▸ Supplied data
※ ※ ※

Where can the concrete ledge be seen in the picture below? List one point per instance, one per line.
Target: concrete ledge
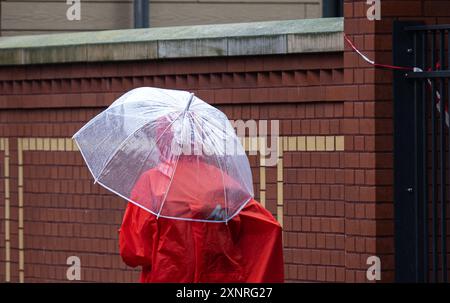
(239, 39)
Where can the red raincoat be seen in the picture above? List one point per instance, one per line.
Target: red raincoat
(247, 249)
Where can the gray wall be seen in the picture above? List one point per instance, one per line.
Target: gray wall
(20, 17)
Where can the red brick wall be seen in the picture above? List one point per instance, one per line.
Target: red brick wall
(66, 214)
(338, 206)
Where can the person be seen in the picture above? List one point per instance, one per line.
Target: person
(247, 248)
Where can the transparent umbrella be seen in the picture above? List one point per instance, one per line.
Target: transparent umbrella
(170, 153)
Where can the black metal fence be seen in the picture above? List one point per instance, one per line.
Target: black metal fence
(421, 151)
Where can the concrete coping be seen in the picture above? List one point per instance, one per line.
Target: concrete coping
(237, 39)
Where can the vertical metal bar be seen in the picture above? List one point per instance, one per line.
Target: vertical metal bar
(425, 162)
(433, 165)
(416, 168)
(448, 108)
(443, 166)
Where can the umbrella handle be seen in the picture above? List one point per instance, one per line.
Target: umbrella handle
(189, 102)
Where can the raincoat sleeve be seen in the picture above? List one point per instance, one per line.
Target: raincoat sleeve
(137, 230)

※ ※ ※

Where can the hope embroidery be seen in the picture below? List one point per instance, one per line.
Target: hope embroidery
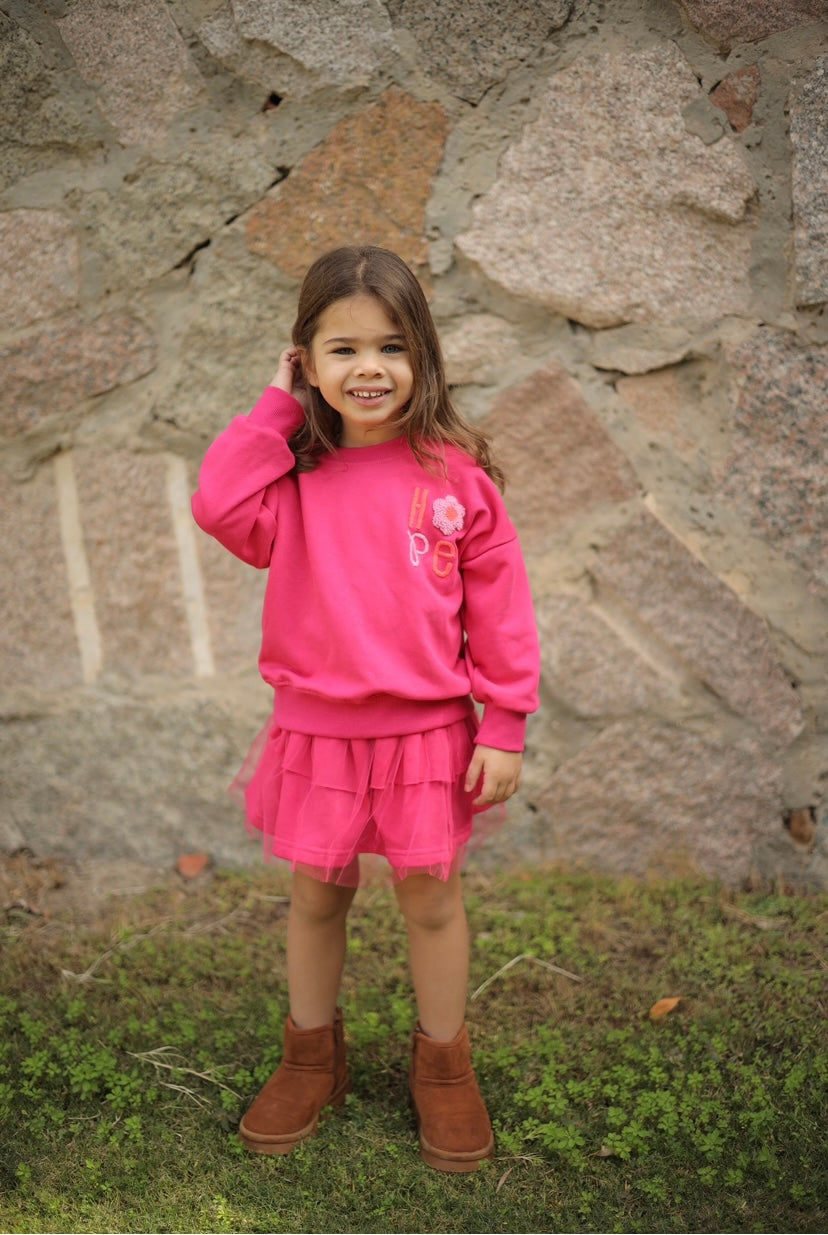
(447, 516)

※ ※ ※

▸ What the task asks
Filter by the word "List": copy every line of the data that holds it.

▸ Result of this task
Where can the concrete ledge be seen in the picture below? List one point per instance, one per line.
Where can the red raincoat be seen in the picture above? List one point per instance, one per line.
Where can the gray wall be seen in the picture above? List one point per instance, one per line.
Where can the red brick wall be seen in the picture above? List one point per instance, one per line.
Where can the person be seen in the picture above? List one point per instance, one per line.
Where can the transparent umbrella be seen in the picture above? List one point per instance, one per line.
Where can the black metal fence be seen in the picture above? List one point per instance, one per line.
Where can the concrete coping be seen in the picture above? List one point per instance, one per line.
Where can the vertical metal bar be seen in the picture above? List one point per instance, one per line.
Where can the umbrella handle be seen in the picture above? List one point per instance, one per line.
Where can the raincoat sleeve be seen in the picture above? List one point per instance, one per line.
Where can the hope embroidery be seen in the picture below? List one point per instance, one per line.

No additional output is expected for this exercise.